◆ Stated goal: Rescale the items from the first line through the line containing "point(71, 309)", and reproduce every line in that span, requests included. Multiply each answer coordinate by 1.8 and round to the nearest whole number, halves up, but leave the requests and their sample points unchanged.
:: Given records ::
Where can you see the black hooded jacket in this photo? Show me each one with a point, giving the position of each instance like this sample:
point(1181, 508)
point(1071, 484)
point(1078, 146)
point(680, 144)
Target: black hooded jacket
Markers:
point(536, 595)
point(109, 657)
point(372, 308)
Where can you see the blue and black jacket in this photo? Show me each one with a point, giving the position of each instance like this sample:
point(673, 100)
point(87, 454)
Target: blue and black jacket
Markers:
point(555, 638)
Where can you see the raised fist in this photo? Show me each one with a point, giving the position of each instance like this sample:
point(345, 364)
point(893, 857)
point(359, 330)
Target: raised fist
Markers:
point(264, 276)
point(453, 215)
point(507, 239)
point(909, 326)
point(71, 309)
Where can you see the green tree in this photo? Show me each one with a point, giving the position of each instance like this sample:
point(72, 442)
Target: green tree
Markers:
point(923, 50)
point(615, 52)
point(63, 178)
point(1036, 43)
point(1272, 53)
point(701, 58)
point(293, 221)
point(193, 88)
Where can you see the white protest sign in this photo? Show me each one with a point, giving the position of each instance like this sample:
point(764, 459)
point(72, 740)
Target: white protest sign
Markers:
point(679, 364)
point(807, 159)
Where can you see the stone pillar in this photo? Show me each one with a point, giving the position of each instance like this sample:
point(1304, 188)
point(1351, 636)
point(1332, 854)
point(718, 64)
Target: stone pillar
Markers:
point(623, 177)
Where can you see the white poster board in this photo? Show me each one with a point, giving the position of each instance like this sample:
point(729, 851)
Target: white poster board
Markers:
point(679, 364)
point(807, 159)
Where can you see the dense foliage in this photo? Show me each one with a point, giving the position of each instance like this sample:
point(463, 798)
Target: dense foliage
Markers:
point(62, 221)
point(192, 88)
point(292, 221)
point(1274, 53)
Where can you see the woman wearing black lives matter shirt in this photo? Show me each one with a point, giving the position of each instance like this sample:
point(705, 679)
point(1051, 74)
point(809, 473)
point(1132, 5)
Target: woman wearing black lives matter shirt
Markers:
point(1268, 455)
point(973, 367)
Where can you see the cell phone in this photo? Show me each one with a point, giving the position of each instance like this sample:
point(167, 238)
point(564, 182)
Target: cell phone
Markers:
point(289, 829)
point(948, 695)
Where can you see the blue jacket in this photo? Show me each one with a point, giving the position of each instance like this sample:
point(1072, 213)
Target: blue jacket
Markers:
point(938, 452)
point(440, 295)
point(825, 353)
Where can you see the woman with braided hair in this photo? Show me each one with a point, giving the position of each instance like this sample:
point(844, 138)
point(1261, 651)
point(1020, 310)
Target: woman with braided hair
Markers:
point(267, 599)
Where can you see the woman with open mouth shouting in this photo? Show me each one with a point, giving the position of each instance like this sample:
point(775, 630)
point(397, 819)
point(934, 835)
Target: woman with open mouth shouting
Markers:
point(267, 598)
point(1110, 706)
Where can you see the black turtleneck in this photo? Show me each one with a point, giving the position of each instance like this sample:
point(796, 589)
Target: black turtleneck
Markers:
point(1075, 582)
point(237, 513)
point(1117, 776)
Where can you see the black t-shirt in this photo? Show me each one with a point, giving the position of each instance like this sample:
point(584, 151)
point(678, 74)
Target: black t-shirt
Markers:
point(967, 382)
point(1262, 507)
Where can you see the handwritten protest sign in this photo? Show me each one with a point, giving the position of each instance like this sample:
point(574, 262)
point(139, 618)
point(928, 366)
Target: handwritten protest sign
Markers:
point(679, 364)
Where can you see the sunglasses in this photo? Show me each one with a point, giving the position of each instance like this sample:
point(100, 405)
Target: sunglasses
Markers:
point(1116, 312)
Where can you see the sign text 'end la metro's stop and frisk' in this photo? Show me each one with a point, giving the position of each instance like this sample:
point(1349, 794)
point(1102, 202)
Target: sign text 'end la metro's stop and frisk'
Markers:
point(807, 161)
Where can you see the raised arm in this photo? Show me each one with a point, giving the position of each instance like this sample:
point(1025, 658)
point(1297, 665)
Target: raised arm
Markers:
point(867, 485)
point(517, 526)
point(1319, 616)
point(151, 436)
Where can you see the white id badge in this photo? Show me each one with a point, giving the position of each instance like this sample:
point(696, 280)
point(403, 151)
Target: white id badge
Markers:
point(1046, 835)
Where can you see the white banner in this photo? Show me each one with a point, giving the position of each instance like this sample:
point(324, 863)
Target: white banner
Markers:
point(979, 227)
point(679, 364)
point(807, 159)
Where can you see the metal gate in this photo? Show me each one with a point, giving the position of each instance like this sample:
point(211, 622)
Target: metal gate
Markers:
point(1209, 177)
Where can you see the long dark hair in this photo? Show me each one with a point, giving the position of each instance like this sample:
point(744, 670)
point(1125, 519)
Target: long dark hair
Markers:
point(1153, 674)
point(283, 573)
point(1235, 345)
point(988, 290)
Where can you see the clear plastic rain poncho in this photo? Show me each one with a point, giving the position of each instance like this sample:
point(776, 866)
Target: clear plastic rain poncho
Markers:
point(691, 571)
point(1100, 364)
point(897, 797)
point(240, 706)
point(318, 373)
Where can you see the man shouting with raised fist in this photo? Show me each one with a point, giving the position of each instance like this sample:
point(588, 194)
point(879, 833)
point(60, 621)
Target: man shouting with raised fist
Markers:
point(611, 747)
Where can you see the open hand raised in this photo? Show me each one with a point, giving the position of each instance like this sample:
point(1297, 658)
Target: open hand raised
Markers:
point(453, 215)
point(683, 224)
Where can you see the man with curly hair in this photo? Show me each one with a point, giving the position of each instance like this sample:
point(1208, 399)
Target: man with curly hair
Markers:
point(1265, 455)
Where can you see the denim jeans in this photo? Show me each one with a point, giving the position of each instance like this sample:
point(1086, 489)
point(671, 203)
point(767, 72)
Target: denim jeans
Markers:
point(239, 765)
:::
◆ Right answer:
Where can you see the black hooded jacket in this photo? Show me each one with a point, giving the position of each instance like this sample:
point(1181, 508)
point(1071, 484)
point(1078, 146)
point(680, 144)
Target: black hooded jacket
Markers:
point(965, 1071)
point(196, 1183)
point(670, 554)
Where can you see the blue and black jacket in this photo? Show me each one with a point, giving the position of each instance like this sample:
point(673, 100)
point(87, 454)
Target: blue and black jacket
Markers:
point(999, 1148)
Where can you see the raised fist in this photo? Show me each one with a point, giving the position of each instance like this sample:
point(345, 364)
point(893, 857)
point(359, 330)
Target: raised fist
Markers:
point(475, 497)
point(815, 387)
point(913, 430)
point(1636, 587)
point(128, 556)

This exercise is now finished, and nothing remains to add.